» **GIVEN RECORDS**
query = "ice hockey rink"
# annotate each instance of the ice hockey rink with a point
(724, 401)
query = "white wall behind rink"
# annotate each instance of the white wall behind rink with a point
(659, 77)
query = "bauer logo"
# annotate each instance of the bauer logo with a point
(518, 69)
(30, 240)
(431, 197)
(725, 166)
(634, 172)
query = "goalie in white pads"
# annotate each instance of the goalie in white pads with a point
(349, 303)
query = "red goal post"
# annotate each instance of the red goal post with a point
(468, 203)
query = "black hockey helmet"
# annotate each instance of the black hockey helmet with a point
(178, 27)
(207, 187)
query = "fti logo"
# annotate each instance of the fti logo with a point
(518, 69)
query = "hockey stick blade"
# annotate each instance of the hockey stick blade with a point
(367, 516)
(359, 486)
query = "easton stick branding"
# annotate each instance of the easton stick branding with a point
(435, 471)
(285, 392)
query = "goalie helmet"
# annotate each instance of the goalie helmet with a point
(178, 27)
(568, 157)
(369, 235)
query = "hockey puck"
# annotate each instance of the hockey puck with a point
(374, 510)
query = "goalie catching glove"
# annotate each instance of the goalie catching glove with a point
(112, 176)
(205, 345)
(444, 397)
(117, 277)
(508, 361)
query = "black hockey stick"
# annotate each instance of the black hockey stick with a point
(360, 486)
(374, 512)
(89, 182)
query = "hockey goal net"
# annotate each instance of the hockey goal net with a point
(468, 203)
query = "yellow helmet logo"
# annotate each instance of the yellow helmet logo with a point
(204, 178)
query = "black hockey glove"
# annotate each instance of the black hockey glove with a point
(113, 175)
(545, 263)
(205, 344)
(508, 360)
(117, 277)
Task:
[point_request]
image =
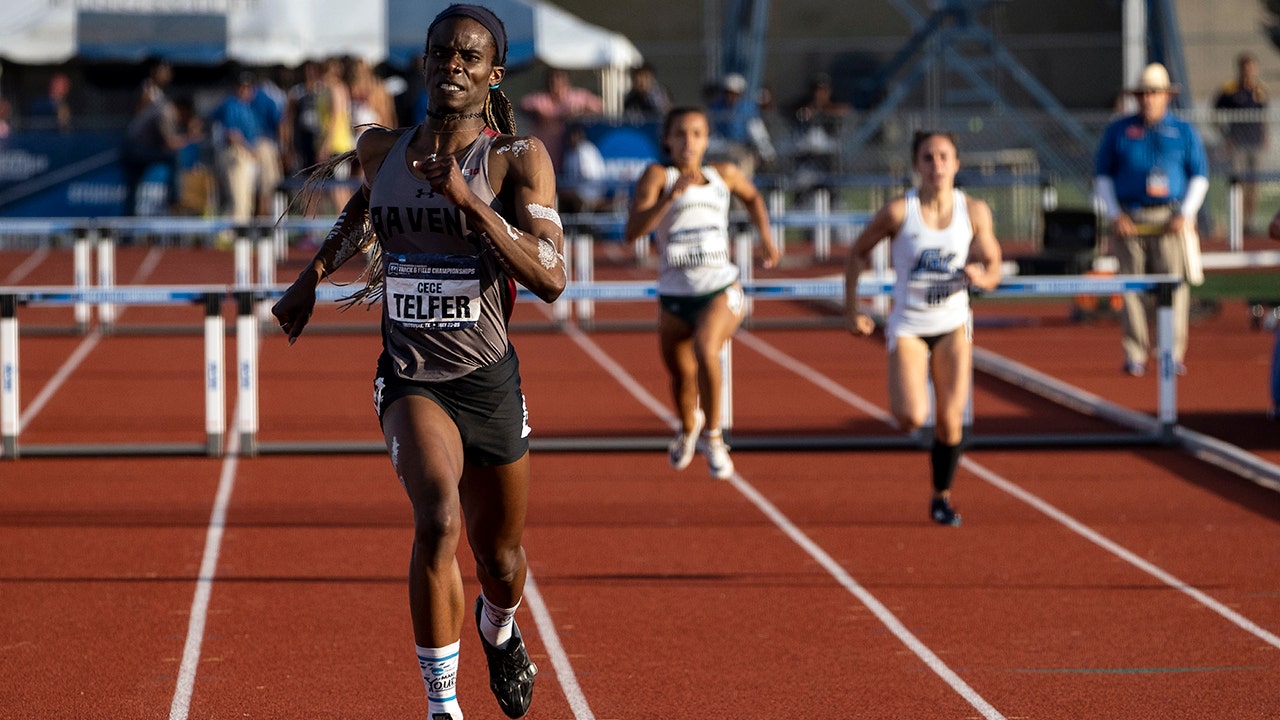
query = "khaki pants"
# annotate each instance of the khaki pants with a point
(1152, 254)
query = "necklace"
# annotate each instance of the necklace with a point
(447, 117)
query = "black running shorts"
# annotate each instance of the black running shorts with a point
(487, 405)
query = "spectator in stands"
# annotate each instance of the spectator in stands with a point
(1246, 140)
(581, 174)
(685, 205)
(1151, 177)
(268, 105)
(370, 103)
(558, 103)
(337, 137)
(647, 99)
(5, 117)
(53, 110)
(737, 132)
(154, 136)
(237, 135)
(301, 131)
(818, 123)
(942, 244)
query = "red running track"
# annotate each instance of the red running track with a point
(1128, 582)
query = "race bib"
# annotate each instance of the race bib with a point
(933, 291)
(438, 292)
(696, 247)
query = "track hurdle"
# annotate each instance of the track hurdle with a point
(1153, 431)
(210, 297)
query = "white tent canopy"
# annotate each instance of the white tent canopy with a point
(261, 32)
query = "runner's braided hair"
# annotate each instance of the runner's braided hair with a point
(353, 228)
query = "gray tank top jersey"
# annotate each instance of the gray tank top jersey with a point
(447, 299)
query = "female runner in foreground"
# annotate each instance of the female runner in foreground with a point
(462, 212)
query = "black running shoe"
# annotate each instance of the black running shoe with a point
(942, 513)
(511, 671)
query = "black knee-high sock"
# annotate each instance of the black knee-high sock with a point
(944, 459)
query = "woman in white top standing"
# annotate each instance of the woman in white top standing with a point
(685, 205)
(942, 244)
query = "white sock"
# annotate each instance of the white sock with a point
(497, 623)
(439, 668)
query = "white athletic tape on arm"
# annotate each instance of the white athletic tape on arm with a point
(544, 213)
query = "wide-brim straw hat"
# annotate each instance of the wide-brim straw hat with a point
(1155, 78)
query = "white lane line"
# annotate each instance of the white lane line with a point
(82, 350)
(565, 674)
(59, 378)
(27, 265)
(181, 705)
(816, 378)
(798, 536)
(1123, 554)
(1075, 525)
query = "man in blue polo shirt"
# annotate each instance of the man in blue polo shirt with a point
(1151, 178)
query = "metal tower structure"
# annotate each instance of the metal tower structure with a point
(952, 42)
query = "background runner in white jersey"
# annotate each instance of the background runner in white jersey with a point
(942, 244)
(686, 206)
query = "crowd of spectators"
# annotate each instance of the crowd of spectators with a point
(263, 128)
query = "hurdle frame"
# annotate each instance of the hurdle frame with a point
(213, 372)
(1159, 431)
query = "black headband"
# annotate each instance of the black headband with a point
(483, 16)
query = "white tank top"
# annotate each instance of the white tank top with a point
(693, 238)
(931, 294)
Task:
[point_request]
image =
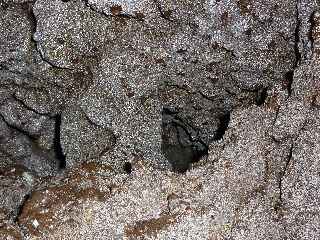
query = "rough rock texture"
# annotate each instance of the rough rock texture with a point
(159, 119)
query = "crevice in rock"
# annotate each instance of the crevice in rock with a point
(57, 143)
(20, 208)
(31, 137)
(297, 37)
(181, 143)
(288, 161)
(261, 96)
(224, 120)
(289, 80)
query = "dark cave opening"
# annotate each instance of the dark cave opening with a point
(178, 146)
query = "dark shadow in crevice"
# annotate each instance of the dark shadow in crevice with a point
(178, 146)
(57, 143)
(224, 120)
(289, 80)
(261, 96)
(20, 207)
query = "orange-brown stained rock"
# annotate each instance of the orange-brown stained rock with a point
(46, 206)
(149, 227)
(10, 232)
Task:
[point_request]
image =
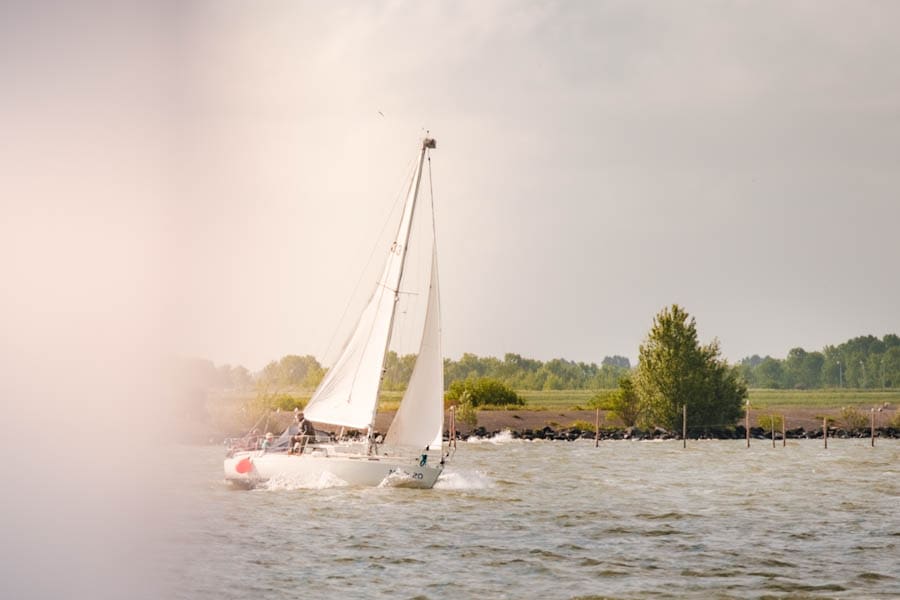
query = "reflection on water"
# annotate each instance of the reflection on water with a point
(561, 520)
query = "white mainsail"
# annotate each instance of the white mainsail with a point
(348, 394)
(419, 421)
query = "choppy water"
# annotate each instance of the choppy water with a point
(563, 520)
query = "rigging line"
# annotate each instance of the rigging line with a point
(362, 273)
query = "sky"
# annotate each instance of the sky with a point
(596, 162)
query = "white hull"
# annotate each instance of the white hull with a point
(253, 468)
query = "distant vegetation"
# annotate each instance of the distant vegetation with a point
(863, 362)
(675, 370)
(829, 377)
(482, 392)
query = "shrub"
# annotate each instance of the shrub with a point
(625, 402)
(853, 418)
(582, 426)
(895, 422)
(770, 422)
(465, 411)
(482, 392)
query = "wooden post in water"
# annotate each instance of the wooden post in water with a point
(453, 426)
(873, 427)
(747, 422)
(783, 436)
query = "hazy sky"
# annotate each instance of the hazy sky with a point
(596, 161)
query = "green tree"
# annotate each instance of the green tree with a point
(482, 392)
(675, 370)
(625, 402)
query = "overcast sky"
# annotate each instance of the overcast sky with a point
(596, 162)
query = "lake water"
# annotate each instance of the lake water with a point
(515, 519)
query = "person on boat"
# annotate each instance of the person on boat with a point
(305, 433)
(305, 427)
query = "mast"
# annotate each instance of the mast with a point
(426, 144)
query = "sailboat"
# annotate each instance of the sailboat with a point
(411, 453)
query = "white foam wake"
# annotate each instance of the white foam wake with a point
(504, 437)
(464, 480)
(313, 482)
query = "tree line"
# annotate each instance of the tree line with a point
(305, 372)
(864, 362)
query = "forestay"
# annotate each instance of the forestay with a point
(420, 419)
(348, 394)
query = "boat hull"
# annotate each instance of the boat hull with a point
(249, 469)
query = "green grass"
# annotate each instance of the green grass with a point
(559, 399)
(833, 398)
(759, 398)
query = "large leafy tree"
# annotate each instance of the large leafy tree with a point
(675, 370)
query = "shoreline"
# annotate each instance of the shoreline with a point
(800, 423)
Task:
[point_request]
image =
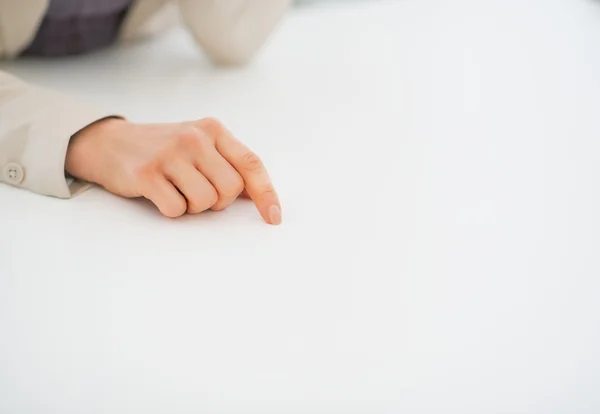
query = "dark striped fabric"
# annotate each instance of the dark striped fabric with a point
(72, 27)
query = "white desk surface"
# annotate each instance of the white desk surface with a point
(439, 168)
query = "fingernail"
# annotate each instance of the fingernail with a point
(275, 215)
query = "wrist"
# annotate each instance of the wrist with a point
(86, 153)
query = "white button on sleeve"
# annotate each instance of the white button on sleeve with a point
(14, 173)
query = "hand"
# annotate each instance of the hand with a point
(186, 167)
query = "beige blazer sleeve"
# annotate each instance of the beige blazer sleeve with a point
(232, 31)
(36, 126)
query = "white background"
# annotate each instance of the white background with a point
(438, 167)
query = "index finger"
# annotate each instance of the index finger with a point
(256, 178)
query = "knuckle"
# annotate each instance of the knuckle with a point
(187, 138)
(233, 188)
(252, 161)
(212, 125)
(203, 202)
(146, 172)
(175, 208)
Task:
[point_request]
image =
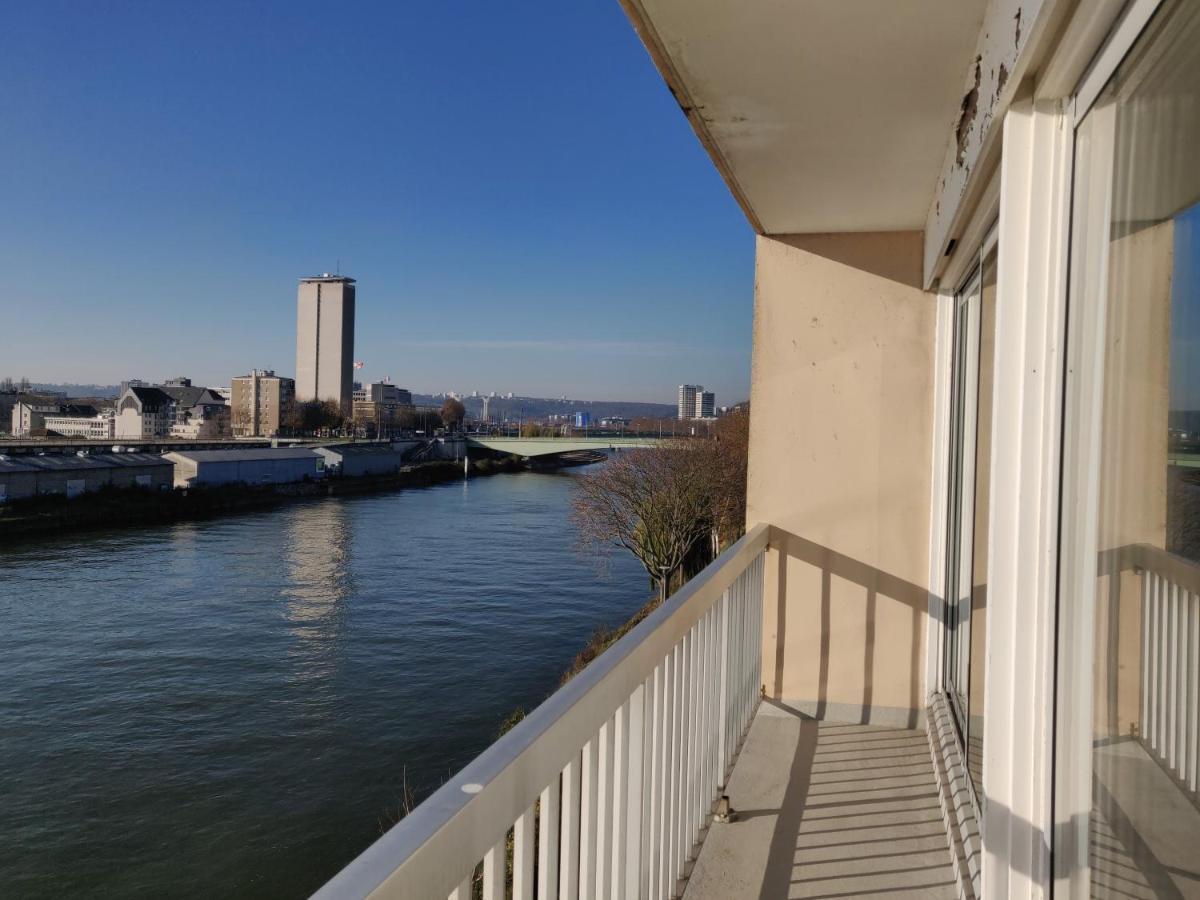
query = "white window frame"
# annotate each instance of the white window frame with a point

» **PROBLEM DETAILS**
Please list every line above that contains the word "hand".

» **RESPONSE**
query = "hand"
# annotate each instance of the hand with a point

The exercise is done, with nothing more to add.